- _EXCERPT_
::::
Oxytocin and Attraction and Bisexuality

In a randomized double-blind placebo-controlled trial on 18 adult male volunteers, as measured by positron emission tomography (PET),  subjects received a nasal oxytocin stimulus and then rated unfamiliar female faces as more attractive. (Oxytocin is a neuropeptide that is involved with social approach including perception of faces.)  Results showed an absence of oxytocin effects on dopamine release and receptors in brain reward centers; however there was increased activity of the right prefrontal and superior parietal gyrus.

So what does this mean?  First, let’s look at the prefrontal gyrus. It carries out the executive function of the brain which involves personality expression, decision making, moderating social behavior, and working toward defined goals.  In simple terms this study indicates that the approach mechanism for men is located in our neural constructs and schemas rather than as a biological function related to the drive and hormonal system. This is in sharp contrast to the animal kingdom where mating practices are instinctual and biologically driven.  Perhaps, in the evolutionary process, hormonal and pheromonal factors have become secondary, whereas the cognitive factors and the reinforcement processes (or reward systems) have become predominant.

In a follow-up study, 19 homosexual and 18 heterosexual men were again administered oxytocin and then rated trustworthiness, attractiveness and approachability for male and female faces. Heterosexual men showed a decrease in ratings of trustworthiness for angry female faces; however, homosexual men also showed increased ratings of attractiveness and approachability for male faces regardless of the facial expression, as well as ratings of approachability for happy female faces.  These results appear to indicate that gay men display higher sensitivity to oxytocin’s enhancing impact on social approach tendencies than heterosexual men, escepially when it comes to attraction to men. This suggests that heterosexual men seem to use the executive function of the brain whereas gay men rely more on the oxytocin-dopamine pleasure seeking drive system.  In lay man’s term, heterosexual men seem to use the executive function of the brain in their head whereas gay men use the brain in their penis when it comes to desires to approach potential male sexual partners.
::::
- _DATASET EXTRACT_
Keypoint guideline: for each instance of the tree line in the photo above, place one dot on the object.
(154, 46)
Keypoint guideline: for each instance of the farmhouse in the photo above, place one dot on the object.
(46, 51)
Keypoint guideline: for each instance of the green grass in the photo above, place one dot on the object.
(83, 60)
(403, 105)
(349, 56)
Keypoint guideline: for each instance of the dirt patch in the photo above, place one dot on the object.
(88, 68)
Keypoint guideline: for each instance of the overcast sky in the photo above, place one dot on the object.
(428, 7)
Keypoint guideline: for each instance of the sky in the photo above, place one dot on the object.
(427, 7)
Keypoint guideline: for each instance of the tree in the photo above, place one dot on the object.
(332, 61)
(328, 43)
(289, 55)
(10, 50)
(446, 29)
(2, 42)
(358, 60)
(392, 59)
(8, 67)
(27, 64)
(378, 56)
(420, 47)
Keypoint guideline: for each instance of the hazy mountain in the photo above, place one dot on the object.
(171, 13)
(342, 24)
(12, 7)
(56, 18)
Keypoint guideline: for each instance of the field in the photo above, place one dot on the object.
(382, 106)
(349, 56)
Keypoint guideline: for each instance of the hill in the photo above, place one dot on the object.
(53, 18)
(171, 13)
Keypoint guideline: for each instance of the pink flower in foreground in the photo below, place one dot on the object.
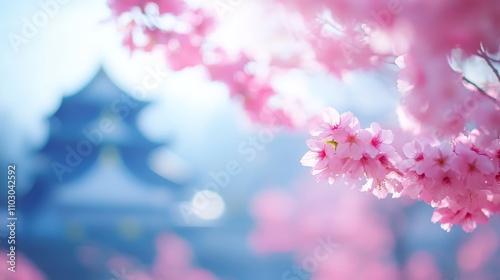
::::
- _WHAT YOU WILL DO_
Extend the piece on oxytocin and sexual attraction with a further passage that picks up right after its final sentence.

- _RESULT FOR THIS EXERCISE_
There is one other subtlety that we can glean from this study. Gay men appear to approach female faces that appear to be welcoming rather that angry under oxytocin enhancement, which may suggest that this arousal may be for warmth and non-sexual connection with women, perhaps indicating a desire for a sharing of the feminine side of their soul.  This leads to an interesting possibility for bisexual men. As bisexual men we appear to have a hormonal drive base when it comes to relationships with men, but a hormonal drive plus executive function when it comes to women. This means that our relationships with women may be very complex with multiple drives for social connection combined with sexual attraction. In other words we seek intimacy rather that eroticism.